= Work to be completed =
Repeat the listing below in full, exactly as it stands.

>> START Input data

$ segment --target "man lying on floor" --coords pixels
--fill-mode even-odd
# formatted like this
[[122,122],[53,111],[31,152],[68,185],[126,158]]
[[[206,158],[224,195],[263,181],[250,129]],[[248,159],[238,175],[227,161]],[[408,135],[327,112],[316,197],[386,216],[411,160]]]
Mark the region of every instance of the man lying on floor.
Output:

>> END Input data

= Reply to the task =
$ segment --target "man lying on floor" --coords pixels
--fill-mode even-odd
# formatted like this
[[122,122],[53,111],[31,152],[68,185],[126,158]]
[[[206,158],[224,195],[263,181],[250,129]],[[248,159],[238,175],[227,161]],[[408,135],[327,112],[316,197],[386,216],[411,160]]]
Mark the region of every instance of the man lying on floor.
Output:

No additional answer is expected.